TAREAS |
[a] En el texto sobre el valor de las humanidades en la educación, ¿qué pensadores se mencionan como quienes desarrollaron el pragmatismo filosófico?
[b] Prosigue el texto sobre el valor de las humanidades en la educación a partir de su última oración.

TEXTO PROPUESTO |
Es notorio que el mundo actual está caracterizado por la inmediatez de la información y el predominio de plataformas digitales que priorizan el entretenimiento rápido. Resulta necesario e imprescindible reflexionar, por tanto, sobre el papel del conocimiento en nuestras vidas y, en particular, en el aula.

Aunque el pragmatismo parece haberse apoderado de la educación, con un enfoque creciente en habilidades técnicas y utilitarias, resulta crucial reivindicar el valor del saber en todas sus formas, especialmente aquellas que enriquecen el espíritu humano, como las artes y las humanidades.

La expresión popular "el saber no ocupa lugar" encapsula una verdad fundamental: el conocimiento no es un peso que debamos cargar, sino una riqueza intangible que amplía nuestros horizontes. Las humanidades, con su capacidad para explorar lo que significa ser humano, ofrecen una perspectiva esencial en una era donde el pensamiento crítico, la empatía y la creatividad son más necesarios que nunca.

Como señala Nussbaum (2016), "las humanidades enseñan habilidades necesarias para la ciudadanía democrática, como la capacidad de imaginar las vidas de otros y analizar problemas complejos con sensibilidad" (p. 15). En este sentido, el arte y la literatura no solo nutren nuestra imaginación, sino que también nos permiten entender y conectar con experiencias ajenas, promoviendo una vida más plena y significativa.

A pesar de esto, la educación contemporánea tiende a subestimar las disciplinas humanísticas en favor de aquellas consideradas más prácticas o lucrativas. Las métricas económicas han colonizado los objetivos educativos, reduciendo la enseñanza a un medio para alcanzar la productividad laboral. Como diría Dewey (1938), "la educación no es preparación para la vida; es la vida misma" (p. 34), eco de las palabras de Séneca: Non scholae, sed vitae discimus. En otras palabras, aprender sobre Historia, Literatura, Lingüística, Oratoria, Arte, Política, Economía, Religión, Psicología, Antropología o Filosofía no es un lujo, sino una parte fundamental de lo que significa vivir en plenitud.

El pragmatismo filosófico, desarrollado por pensadores como Peirce, James y Dewey, ha tenido una influencia significativa en la educación y la cultura de países como Estados Unidos. Este enfoque enfatiza la utilidad práctica del conocimiento y su capacidad para resolver problemas concretos. James (1907) afirma que "la verdad no es algo absoluto, sino aquello que funciona de manera efectiva en nuestra experiencia" (p. 58). Esta orientación hacia la funcionalidad ha moldeado sistemas educativos enfocados en resultados medibles y habilidades aplicables, pero también ha generado debates sobre la necesidad de equilibrar este pragmatismo con una educación más humanista. Jacques Delors, uno de los ideólogos de las competencias clave, también abogó por un modelo educativo que integrara el aprendizaje a lo largo de la vida (Delors, 1996).

ENTRADAS PROPORCIONADAS |
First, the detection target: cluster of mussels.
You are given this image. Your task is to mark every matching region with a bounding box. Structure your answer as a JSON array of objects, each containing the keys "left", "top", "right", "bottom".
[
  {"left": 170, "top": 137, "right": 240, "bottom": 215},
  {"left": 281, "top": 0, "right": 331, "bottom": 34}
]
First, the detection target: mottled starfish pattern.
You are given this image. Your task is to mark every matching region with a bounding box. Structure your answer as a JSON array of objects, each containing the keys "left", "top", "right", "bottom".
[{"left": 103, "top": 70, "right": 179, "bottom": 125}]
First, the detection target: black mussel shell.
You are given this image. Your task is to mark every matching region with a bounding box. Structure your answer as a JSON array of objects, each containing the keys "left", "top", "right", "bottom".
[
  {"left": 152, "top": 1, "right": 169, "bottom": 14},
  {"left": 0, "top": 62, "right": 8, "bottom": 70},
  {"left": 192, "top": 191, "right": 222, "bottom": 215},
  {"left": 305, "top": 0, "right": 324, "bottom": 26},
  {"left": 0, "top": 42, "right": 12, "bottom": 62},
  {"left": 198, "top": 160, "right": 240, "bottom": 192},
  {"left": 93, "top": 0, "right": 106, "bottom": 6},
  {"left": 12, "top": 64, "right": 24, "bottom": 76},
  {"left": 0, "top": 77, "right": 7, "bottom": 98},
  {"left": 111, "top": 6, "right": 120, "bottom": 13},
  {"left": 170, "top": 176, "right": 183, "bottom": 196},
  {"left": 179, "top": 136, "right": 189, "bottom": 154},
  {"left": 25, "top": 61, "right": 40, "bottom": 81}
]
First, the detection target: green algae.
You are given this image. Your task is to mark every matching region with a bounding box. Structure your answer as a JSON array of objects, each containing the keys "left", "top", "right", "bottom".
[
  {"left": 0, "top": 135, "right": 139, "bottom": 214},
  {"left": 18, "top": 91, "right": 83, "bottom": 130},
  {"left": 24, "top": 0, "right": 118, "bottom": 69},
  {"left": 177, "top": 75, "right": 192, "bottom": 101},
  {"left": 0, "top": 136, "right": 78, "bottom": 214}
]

RESPUESTAS |
[a] Peirce, James y Dewey.

[b]
Junto a esta perspectiva pragmático-utilitarista, se encuentra el creciente dominio del conocimiento frívolo y superficial, propagado principalmente por redes sociales como TikTok. Aunque estas plataformas pueden ser útiles para la difusión de información, también fomentan una cultura del consumo rápido de datos y trivialidades.

Byung-Chul Han (2014) advierte que "la era digital nos empuja hacia una hiperconexión que desintegra nuestra capacidad de atención y reflexión" (p. 23). Esta sobreexposición afecta particularmente a los jóvenes, debilitando su pensamiento crítico y alejándolos de valores humanistas. Además, fomenta una actitud de inmediatez y recompensa inmediata que choca con la necesidad de esfuerzo sostenido para aprender, crecer y crear.

Como señala Ericsson (1993), "el desarrollo de la maestría en cualquier área requiere una práctica deliberada y constante" (p. 368). Sin embargo, las redes sociales promueven lo opuesto, lo que dificulta el desarrollo de habilidades profundas y significativas.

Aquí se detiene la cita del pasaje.